── Dataset ──
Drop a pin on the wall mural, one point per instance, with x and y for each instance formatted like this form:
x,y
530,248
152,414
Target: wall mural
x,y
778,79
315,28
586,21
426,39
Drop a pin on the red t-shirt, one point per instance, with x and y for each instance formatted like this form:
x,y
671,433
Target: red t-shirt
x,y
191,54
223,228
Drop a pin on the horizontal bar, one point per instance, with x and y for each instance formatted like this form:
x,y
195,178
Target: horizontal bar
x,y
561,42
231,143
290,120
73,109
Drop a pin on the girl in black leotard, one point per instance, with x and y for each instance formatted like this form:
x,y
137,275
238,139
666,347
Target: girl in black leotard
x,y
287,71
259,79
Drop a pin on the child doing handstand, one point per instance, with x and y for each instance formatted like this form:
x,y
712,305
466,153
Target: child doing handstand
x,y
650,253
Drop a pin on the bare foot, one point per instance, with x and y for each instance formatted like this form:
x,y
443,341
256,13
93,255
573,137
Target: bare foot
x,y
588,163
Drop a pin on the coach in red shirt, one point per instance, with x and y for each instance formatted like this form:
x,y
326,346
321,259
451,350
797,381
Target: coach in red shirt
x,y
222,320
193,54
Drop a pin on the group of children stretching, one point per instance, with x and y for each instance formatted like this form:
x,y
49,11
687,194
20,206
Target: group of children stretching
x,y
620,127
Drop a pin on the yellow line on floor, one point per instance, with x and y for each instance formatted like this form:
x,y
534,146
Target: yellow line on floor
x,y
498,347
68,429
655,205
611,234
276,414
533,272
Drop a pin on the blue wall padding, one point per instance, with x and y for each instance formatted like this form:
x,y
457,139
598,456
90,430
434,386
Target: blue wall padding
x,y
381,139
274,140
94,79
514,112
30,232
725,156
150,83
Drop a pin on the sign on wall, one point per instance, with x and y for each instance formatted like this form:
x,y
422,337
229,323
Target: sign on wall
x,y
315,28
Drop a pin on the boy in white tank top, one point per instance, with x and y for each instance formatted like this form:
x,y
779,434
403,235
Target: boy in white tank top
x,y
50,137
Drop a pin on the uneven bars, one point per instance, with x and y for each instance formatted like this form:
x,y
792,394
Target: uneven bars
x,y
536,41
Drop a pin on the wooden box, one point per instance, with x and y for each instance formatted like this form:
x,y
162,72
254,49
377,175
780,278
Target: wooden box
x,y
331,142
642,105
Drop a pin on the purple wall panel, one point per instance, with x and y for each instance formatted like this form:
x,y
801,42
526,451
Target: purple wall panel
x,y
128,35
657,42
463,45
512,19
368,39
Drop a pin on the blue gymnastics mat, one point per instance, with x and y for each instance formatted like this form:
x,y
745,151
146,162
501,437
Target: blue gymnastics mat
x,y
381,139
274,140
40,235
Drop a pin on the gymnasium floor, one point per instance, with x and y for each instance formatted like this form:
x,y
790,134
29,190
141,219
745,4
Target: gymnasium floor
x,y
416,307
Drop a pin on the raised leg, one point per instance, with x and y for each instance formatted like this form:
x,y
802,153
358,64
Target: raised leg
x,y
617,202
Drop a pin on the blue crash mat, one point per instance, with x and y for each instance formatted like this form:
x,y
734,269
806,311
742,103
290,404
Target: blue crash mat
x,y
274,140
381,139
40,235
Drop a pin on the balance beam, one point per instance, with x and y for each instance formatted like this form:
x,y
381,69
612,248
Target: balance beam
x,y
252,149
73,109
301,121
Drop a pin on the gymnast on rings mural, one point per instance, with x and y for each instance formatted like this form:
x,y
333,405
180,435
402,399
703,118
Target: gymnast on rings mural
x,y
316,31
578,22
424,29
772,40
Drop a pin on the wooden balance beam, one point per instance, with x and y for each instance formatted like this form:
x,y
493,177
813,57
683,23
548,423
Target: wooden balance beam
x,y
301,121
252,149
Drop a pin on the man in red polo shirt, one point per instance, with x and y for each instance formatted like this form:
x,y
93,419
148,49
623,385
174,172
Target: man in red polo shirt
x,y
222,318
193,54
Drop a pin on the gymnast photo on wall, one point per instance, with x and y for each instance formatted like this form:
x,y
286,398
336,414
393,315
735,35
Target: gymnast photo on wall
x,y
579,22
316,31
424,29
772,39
───
• **Exercise brief**: Copy all the records above precisely.

• **The completed task**:
Drop a pin on the wall mural, one point per instance, with x and y for each instance formatted like this form:
x,y
530,248
152,414
Target: wall mural
x,y
778,79
315,28
586,21
426,39
Drop a pin on the red t-shirt, one point per instance, with x and y for each instance formatted like this form:
x,y
671,433
Target: red t-shirt
x,y
191,54
223,228
Drop a pin on the horizontal bar, one point per instance, with x and y for each instance formatted like this form:
x,y
195,178
Target: horizontal bar
x,y
561,42
231,143
290,120
73,109
Drop a pin on the girl in black leotard, one point per instance, with x and y for each instance formatted like this form:
x,y
137,275
238,139
666,347
Target: girl in black leotard
x,y
287,71
259,79
Drop a pin on the child doing handstand, one point per instance, with x and y for each instance formatted like this form:
x,y
712,305
466,153
Target: child doing handstand
x,y
650,253
Drop a pin on the bare foot, one point per instance, with x and y for each instance formatted like this form:
x,y
443,341
256,13
93,255
573,137
Target: bare foot
x,y
588,163
Drop a pin on the coach in red shirt, one point per instance, with x and y for each instance formatted like this form:
x,y
326,346
321,259
451,350
797,381
Target: coach in red shirt
x,y
222,320
193,54
Drop a pin on the group of children stretching, one point per instance, with x and y for each instance formatted like this form:
x,y
49,11
687,194
20,206
Target: group of children stretching
x,y
620,127
Drop a pin on the yellow line on floor, one point per instance, with x and y for each instance formatted like this form:
x,y
534,146
Target: yellow line on floor
x,y
498,347
68,429
655,205
611,234
276,414
533,272
Drop a pin on the blue wall padding, one point per instance, with x and y for each instance formatted like this form:
x,y
457,139
598,456
90,430
434,386
Target: blue wall padding
x,y
381,139
274,140
94,79
514,112
30,232
725,156
150,83
Drop a pin on the sign on wall, one point per instance, with x and y for each instance formatted like this form:
x,y
422,337
229,323
Target: sign on wall
x,y
315,28
Drop a pin on the boy in white tank top, one point per instance, with x and y for each instance formatted like this form:
x,y
779,434
403,235
Target: boy in white tank top
x,y
50,137
Drop a pin on the uneven bars, one point per instance, with x and y for each instance formatted like this form:
x,y
792,394
Target: uneven bars
x,y
536,41
Drop a pin on the wooden box, one point per instance, with x and y for each instance formatted like this form:
x,y
162,72
254,49
377,175
780,278
Target: wooden box
x,y
331,142
642,105
Drop a pin on the purple wall panel, one point per instance, with x and y for each instance formatted like this form:
x,y
801,42
526,451
Target: purple wall panel
x,y
128,35
657,42
463,45
512,19
368,39
Drop a pin on the blue gymnastics mat, one point per instance, with x and y for each instance formatted like this form:
x,y
745,151
146,162
501,437
Target: blue gymnastics mat
x,y
381,139
274,140
40,235
Drop a pin on the gymnasium floor, one point per instance, with x and y for each instance formatted like this form:
x,y
790,134
29,190
141,219
745,4
Target: gymnasium floor
x,y
416,307
Drop a pin on the raised leg, one point per instance, with x and y for each instance formatted like this form:
x,y
802,153
358,64
Target: raised leg
x,y
617,202
Drop a pin on the blue crash mat, one point per instance, with x and y for each instance formatted like this form:
x,y
734,269
806,311
742,103
290,404
Target: blue crash mat
x,y
274,140
381,139
40,235
Drop a pin on the balance beam, one point per instance, with x and y for each instance formatted like this form:
x,y
381,69
612,248
Target: balance beam
x,y
252,149
73,109
301,121
Drop a pin on the gymnast on rings mural, one point per instance, with x and y for each instance formatted like this form:
x,y
333,405
180,435
402,399
703,118
Target: gymnast on rings mural
x,y
316,31
578,22
424,29
772,40
Drop a pin on the wooden balance beam, one point per instance, with x and y for each instance formatted like this form:
x,y
493,177
813,57
683,23
548,423
Target: wooden balance beam
x,y
301,121
252,149
Drop a pin on the man in red polo shirt, one point per instance, with x and y for each instance formatted like this form:
x,y
93,419
148,49
623,385
174,172
Target: man in red polo shirt
x,y
222,318
193,54
Drop a pin on the gymnast photo on wall, one point per instance, with x and y for each instance formatted like this form:
x,y
286,398
336,414
393,315
735,35
Target: gymnast photo on wall
x,y
579,22
316,31
424,29
772,39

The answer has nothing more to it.